Records excerpted from a collection:
################
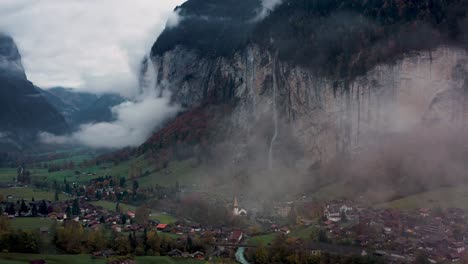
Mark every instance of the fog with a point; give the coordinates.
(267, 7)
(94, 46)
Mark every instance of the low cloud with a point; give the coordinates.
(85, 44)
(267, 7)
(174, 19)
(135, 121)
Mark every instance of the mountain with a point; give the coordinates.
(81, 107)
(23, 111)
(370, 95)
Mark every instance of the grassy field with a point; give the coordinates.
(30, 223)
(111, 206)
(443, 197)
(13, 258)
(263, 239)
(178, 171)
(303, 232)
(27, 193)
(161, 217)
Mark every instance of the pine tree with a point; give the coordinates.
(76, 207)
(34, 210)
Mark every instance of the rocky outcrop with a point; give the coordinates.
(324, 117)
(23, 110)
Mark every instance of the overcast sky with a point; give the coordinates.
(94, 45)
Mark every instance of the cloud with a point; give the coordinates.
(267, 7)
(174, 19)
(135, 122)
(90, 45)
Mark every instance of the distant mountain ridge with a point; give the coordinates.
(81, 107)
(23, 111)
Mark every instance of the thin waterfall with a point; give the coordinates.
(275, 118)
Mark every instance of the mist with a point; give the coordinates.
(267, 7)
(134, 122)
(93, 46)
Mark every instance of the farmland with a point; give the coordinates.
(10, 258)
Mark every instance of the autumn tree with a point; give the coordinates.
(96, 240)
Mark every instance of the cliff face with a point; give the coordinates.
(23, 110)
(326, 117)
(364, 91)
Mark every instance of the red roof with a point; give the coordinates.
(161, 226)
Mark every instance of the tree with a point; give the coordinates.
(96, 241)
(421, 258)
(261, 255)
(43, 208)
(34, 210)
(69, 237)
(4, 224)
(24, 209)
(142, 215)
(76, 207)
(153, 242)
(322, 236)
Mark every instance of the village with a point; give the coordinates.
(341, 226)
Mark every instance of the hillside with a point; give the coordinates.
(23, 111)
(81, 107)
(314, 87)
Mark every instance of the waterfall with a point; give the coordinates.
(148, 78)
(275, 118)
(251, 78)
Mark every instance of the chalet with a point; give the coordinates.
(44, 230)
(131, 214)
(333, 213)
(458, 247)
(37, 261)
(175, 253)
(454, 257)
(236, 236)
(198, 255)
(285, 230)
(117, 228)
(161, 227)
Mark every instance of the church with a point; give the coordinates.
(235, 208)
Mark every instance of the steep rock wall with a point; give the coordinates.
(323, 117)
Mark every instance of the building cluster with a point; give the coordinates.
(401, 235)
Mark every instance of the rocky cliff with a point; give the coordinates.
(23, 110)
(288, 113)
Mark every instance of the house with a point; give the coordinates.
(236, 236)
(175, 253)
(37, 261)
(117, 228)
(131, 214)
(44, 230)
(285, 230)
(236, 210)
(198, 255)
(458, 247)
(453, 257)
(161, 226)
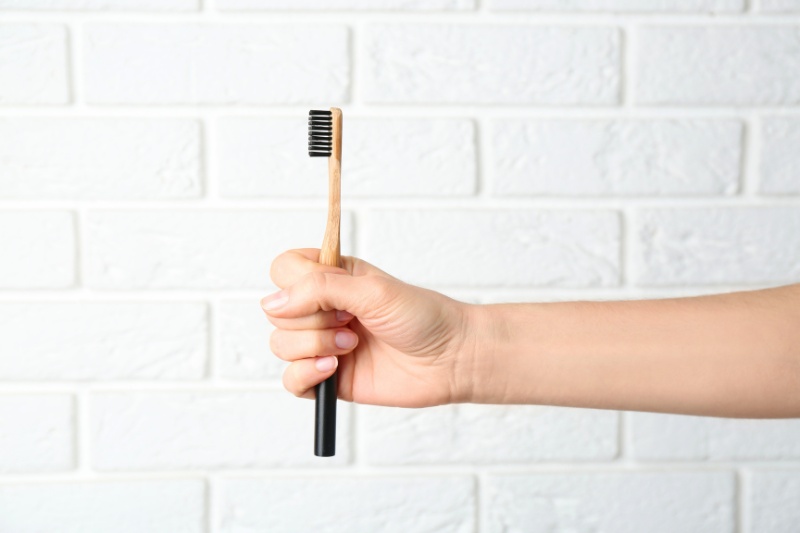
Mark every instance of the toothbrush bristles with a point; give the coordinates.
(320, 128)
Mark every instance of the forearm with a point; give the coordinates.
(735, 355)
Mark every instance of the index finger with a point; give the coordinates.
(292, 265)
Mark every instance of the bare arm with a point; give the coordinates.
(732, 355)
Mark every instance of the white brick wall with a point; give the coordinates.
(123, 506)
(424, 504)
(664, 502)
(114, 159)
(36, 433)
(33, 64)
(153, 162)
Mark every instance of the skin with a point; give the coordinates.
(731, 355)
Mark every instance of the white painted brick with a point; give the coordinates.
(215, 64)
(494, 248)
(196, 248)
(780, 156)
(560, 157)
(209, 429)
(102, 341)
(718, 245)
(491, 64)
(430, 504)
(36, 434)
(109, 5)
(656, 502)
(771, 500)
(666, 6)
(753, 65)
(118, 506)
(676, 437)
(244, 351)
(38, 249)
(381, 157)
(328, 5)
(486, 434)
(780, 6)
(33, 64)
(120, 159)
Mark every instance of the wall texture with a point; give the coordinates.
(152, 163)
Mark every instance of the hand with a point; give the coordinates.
################
Task to carry out: Copy the records above verbatim, from the line with "Mark every instance of the white brick" through the final line, including both ends.

Answer to this exercise:
Mark every instance of the white brick wall with a point; give the coordinates.
(123, 506)
(424, 504)
(664, 502)
(114, 159)
(36, 433)
(33, 64)
(153, 162)
Mark every instance of the skin with a point; give the coordinates.
(731, 355)
Mark every instance of the white painted brick with a point; give the coordinates.
(215, 64)
(494, 248)
(196, 248)
(780, 156)
(560, 157)
(209, 429)
(102, 341)
(718, 245)
(491, 64)
(430, 504)
(36, 434)
(109, 5)
(656, 502)
(771, 500)
(666, 6)
(753, 65)
(118, 506)
(676, 437)
(244, 351)
(38, 249)
(381, 157)
(328, 5)
(486, 434)
(780, 6)
(33, 64)
(120, 159)
Mark every instance of the wall texture with a point; give the coordinates.
(152, 163)
Mark every instance of the hand with a point; give the coordinates.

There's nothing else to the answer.